**Exercise aim**
Starting at the line that contains "For full credit, report the bounding box of the onion", set down each line exactly until the records end, keeping both ends and adding nothing.

**Entries provided**
****************************************
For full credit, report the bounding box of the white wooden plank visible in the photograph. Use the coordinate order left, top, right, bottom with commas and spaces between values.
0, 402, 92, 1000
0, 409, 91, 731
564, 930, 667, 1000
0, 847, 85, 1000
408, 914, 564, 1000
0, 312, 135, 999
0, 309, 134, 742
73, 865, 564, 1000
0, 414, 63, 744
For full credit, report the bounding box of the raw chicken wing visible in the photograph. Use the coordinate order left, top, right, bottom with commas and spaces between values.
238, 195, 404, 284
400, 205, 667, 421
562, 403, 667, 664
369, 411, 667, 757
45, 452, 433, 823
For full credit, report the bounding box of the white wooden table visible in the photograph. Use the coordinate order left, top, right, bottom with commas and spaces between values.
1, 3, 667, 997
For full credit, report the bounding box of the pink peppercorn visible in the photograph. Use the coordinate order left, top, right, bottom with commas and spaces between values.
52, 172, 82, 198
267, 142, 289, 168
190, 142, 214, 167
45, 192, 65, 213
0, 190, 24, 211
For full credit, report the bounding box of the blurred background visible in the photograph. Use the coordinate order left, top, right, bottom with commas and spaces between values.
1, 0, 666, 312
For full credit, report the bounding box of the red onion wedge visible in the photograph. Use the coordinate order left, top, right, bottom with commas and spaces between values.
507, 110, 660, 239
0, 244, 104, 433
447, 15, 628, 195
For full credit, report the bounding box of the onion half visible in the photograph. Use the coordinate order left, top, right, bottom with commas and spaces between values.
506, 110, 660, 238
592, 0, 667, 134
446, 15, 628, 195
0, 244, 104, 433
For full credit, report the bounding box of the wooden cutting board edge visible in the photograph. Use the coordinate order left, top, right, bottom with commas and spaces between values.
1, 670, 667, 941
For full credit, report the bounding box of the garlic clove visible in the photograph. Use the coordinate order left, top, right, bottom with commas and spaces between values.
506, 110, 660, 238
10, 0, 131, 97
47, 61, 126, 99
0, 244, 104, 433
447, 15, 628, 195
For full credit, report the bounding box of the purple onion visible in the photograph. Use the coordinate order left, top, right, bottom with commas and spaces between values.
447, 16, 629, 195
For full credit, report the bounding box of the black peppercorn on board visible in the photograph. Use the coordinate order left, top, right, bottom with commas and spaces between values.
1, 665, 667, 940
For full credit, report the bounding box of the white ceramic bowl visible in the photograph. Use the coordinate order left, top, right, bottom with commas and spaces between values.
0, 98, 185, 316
****************************************
**Solved problem**
For full credit, report the bounding box of the onion half visible in the photograph. Use the coordinate order left, top, right, bottom with commas and spaces between values.
506, 110, 660, 238
592, 0, 667, 134
446, 15, 628, 195
0, 244, 104, 433
For full credit, report the bounding box of the wooden cutting board edge visible in the photograph. Use the coordinate order left, top, right, bottom with commas and spaces between values.
1, 670, 667, 941
For full credit, report the bounding box of the garlic clove visible in the photograph. Use the coordinate order left, top, right, bottom with commas and spaces between values.
506, 110, 660, 238
10, 0, 131, 97
47, 61, 126, 99
0, 244, 104, 433
447, 15, 628, 195
For full credit, report the bounding box of the purple onion visible in the photograph. Use the coordinate order left, top, right, bottom with commas and spaces between values.
447, 16, 629, 195
For full credit, report the bounding box of the black peppercorn on board visible in the photograph. Use the coordinate order left, top, right, bottom with commas and spaces between values.
1, 665, 667, 940
For full credit, report the bounding box of the white ceramic bowl visible in the photograph. Use the coordinate order left, top, right, bottom with commas and spaces between values.
0, 98, 185, 316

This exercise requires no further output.